### Texto fornecido
────────────────────────────────────────

A evolução é profunda. Saímos do estágio em que a IA atuava como “copiloto” para um momento em que assume, de fato, a função de “piloto automático”. A mudança amplia a produtividade quase de forma imediata. Não se trata mais de ferramentas que apenas seguem comandos diretos, mas de sistemas capazes de identificar problemas, tomar decisões e executar tarefas de forma autônoma. A fintech brasileira PicPay dá exemplo de como a tecnologia está sendo aplicada no dia a dia. Segundo Felipe Cobucci, diretor da área de IA da PicPay, a empresa permite que usuários realizem transferências via Pix apenas enviando um áudio, uma foto ou uma mensagem de cobrança recebida pelo WhatsApp. Com a adoção dos agentes de IA, a PicPay viu a satisfação do cliente subir 10 pontos percentuais e o número de atendimentos que exigem intervenção humana cair 8%. Na B3, a aplicação da tecnologia também avança. A bolsa brasileira estima colocar em operação 500 agentes autônomos até o fim do ano. Um estudo interno apontou que, apenas entre janeiro e junho, a automação de processos gerou uma economia de 6 milhões de reais. “Escuto muito que o aumento de eficiência significa demissão em massa, mas tem sido o contrário: estou aumentando o meu time porque o trabalho de cada pessoa se tornou mais criativo, independente e relevante, sem desperdício”, afirma Thiago Suzano, diretor de engenharia de software da B3.

────────────────────────────────────────

### Informações fornecidas
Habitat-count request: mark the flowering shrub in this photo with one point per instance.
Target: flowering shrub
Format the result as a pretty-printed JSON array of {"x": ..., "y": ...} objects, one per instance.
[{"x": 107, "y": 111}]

────────────────────────────────────────

### Tarefa 1
Segundo o texto sobre agentes de IA, quantos agentes autônomos a B3 pretende pôr em operação até o fim do ano?
### Tarefa 2
Dê sequência ao texto sobre agentes de IA a partir da última frase apresentada.

### Resposta esperada 1
A B3 estima colocar 500 agentes autônomos em operação até o fim do ano.

### Resposta esperada 2
Até bem pouco atrás, o Brasil esperava anos para ter contato com as últimas inovações em qualquer setor. Isso acabou. É verdade que o desenvolvimento de grandes modelos de linguagem está concentrado nos Estados Unidos e na China, mas o acesso às novas ferramentas está disponível para todos os países ao mesmo tempo. Gigantes de tecnologia como as americanas Dell e a Databricks, do CEO Ali Ghodsi, oferecem plataformas para que qualquer empresa do mundo consiga construir seus agentes personalizados, que rodam com suas próprias bases de dados e obedecem às regulações locais. É claro que os departamentos de TI precisam estar preparados, mas a barreira técnica diminuiu drasticamente para que todos os clientes e funcionários tirem proveito. “Antes, você tinha que dominar linguagens de programação complexas, mas agora isso mudou”, afirma Marcelo Sales, diretor sênior e gerente geral de tecnologia para a América Latina da Databricks.
Céticos de plantão já levantam dúvidas se o entusiasmo em torno dos agentes se justifica. São rápidos em lembrar que recentemente o Vale do Silício embarcou em peso na ideia dos metaversos (o Facebook mudou seu nome para Meta, e abandonou os investimentos nessa tecnologia dois anos depois). A moda da web3 e do blockchain também dominou o noticiário e as rodadas de investimentos antes de se recolher em nichos. Mas há uma diferença crucial entre os casos. Metaverso e blockchain eram tecnologias em busca de um problema para resolver. Já os agentes nascem a partir do problema. “A empresa nos procura com uma ineficiência que precisa endereçar, e o agente é criado especificamente para atacar usando a base de dados da própria companhia”, diz Luis Gonçalves, presidente da Dell América Latina.

Ainda assim, a inovação traz dilemas complexos com os quais empresas e governos ainda estão aprendendo a lidar. “A regra dourada da IA é que ela comete erros”, disse a VEJA Cassie Kozyrkov, ex-cientista-chefe do Google. Pesquisas mostram que entre 70% e 90% dos agentes criados não chegam à fase de implementação em larga escala nas empresas. Muitos são promissores, mas erram mais do que o aceitável em um ambiente empresarial, em que os riscos econômicos ou de reputação não valem a pena. Há também questões éticas: algoritmos podem perpetuar preconceitos em contratações ou na aprovação de crédito. E quem é responsável quando um agente toma uma decisão errada que causa prejuízo? A regulamentação brasileira ainda engatinha. Já existem agentes específicos que servem como supervisores e juízes para checar e avaliar a qualidade do trabalho feito por seus “colegas”, mas o protocolo em todas as empresas ainda é o de ter sempre um humano monitorando os aplicativos.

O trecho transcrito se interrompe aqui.